#### [PROBLEM STATEMENT]
Identify each line in the data below that contains the string "forest", and copy every such line in full.

#### [AVAILABLE DATA]
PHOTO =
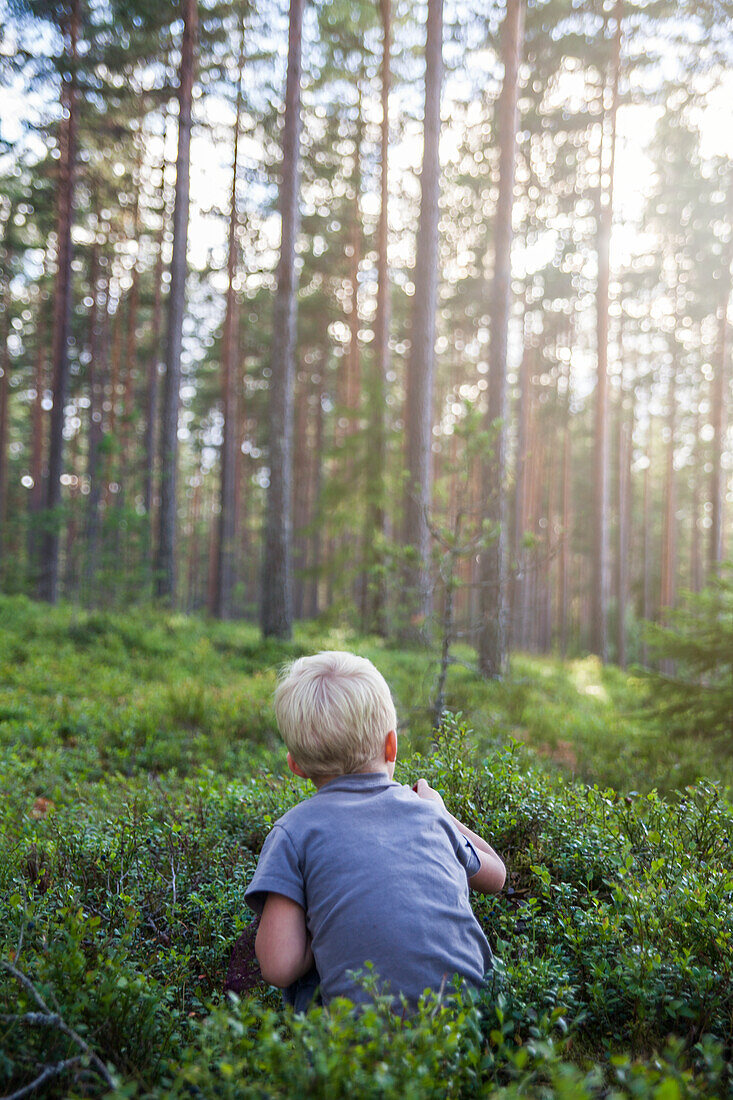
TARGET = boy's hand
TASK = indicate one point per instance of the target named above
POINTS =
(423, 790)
--
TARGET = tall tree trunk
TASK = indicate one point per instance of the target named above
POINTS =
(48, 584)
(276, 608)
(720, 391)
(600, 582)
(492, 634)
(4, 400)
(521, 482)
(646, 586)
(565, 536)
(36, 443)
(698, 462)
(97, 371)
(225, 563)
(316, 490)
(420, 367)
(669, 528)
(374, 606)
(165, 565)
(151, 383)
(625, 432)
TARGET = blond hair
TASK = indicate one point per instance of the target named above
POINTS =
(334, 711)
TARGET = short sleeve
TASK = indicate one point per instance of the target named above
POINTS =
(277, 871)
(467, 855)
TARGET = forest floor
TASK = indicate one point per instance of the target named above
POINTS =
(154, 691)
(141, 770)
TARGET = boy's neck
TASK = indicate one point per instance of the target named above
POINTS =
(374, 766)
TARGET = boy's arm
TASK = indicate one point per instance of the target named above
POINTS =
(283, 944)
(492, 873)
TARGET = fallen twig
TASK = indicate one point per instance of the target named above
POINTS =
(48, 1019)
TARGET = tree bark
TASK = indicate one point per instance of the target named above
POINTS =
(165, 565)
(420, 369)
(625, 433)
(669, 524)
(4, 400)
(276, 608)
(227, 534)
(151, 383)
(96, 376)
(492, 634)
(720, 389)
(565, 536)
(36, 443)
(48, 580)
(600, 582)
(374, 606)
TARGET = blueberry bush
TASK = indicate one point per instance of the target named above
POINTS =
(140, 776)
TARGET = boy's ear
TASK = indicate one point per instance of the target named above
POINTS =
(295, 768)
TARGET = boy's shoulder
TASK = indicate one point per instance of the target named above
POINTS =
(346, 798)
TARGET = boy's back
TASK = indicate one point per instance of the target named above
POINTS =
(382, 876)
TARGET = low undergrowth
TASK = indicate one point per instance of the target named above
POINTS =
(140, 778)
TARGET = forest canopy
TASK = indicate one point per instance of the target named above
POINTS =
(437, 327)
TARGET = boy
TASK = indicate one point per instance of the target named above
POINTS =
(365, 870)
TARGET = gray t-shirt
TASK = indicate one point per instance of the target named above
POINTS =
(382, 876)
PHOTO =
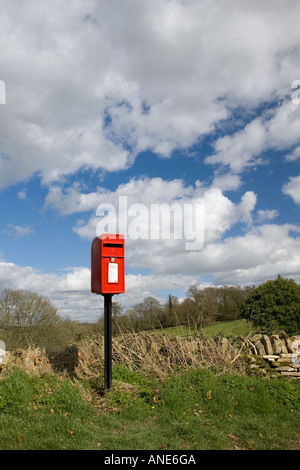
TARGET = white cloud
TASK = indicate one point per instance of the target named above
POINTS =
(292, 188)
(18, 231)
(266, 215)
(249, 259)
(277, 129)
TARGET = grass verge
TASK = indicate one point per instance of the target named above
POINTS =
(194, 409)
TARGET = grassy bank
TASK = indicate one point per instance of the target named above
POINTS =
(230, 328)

#### [THE ANSWER]
TARGET = forest floor
TARGET = forest canopy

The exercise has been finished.